--- START OF DATASET CONTENT ---

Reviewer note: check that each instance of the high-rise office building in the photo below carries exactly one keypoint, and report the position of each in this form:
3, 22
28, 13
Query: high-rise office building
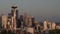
45, 25
33, 19
4, 21
53, 25
14, 16
9, 22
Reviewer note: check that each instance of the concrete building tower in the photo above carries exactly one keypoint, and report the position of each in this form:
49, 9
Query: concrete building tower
14, 15
4, 21
45, 25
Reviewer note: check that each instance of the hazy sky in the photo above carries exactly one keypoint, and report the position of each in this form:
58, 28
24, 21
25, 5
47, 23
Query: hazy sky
40, 9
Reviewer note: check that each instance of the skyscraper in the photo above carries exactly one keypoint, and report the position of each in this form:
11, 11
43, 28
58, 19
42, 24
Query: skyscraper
4, 21
45, 25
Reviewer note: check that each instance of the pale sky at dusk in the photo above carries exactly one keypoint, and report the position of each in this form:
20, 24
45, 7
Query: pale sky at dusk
37, 8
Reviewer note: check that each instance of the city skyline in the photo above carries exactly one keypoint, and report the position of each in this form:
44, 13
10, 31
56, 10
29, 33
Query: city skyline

--- END OF DATASET CONTENT ---

Format every line of the rows above as a Markdown table with the columns "No." and "Line", skipping blank lines. Omit the pictures.

| No. | Line |
|---|---|
| 1 | Reviewer note: check that each instance of the high-rise office building in the photo below carries exactly one keypoint, and report the position of each in this form: |
| 2 | 3, 22 |
| 3 | 28, 13 |
| 4 | Query: high-rise office building |
| 5 | 45, 25 |
| 6 | 33, 19 |
| 7 | 4, 21 |
| 8 | 53, 25 |
| 9 | 14, 16 |
| 10 | 9, 22 |
| 11 | Reviewer note: check that each instance of the concrete building tower in the photo above carries exactly one keypoint, and report the position of each in this form: |
| 12 | 49, 9 |
| 13 | Query: concrete building tower |
| 14 | 14, 15 |
| 15 | 4, 21 |
| 16 | 45, 25 |
| 17 | Reviewer note: check that each instance of the hazy sky in the photo above carries exactly one keypoint, and report the position of each in this form: |
| 18 | 58, 28 |
| 19 | 24, 21 |
| 20 | 25, 5 |
| 21 | 47, 23 |
| 22 | Query: hazy sky |
| 23 | 40, 9 |
| 24 | Reviewer note: check that each instance of the skyscraper in the photo above carries exactly one keypoint, and report the position of each in this form: |
| 25 | 11, 11 |
| 26 | 43, 28 |
| 27 | 58, 19 |
| 28 | 42, 24 |
| 29 | Query: skyscraper |
| 30 | 4, 21 |
| 31 | 45, 25 |
| 32 | Reviewer note: check that each instance of the pale sky at dusk in the photo above carries exactly one keypoint, and report the position of each in this form: |
| 33 | 20, 24 |
| 34 | 45, 7 |
| 35 | Query: pale sky at dusk |
| 36 | 37, 8 |
| 37 | Reviewer note: check that each instance of the city skyline in the photo above carries exactly one keypoint, and report the position of each in this form: |
| 38 | 44, 13 |
| 39 | 10, 31 |
| 40 | 56, 10 |
| 41 | 29, 33 |
| 42 | Query: city skyline |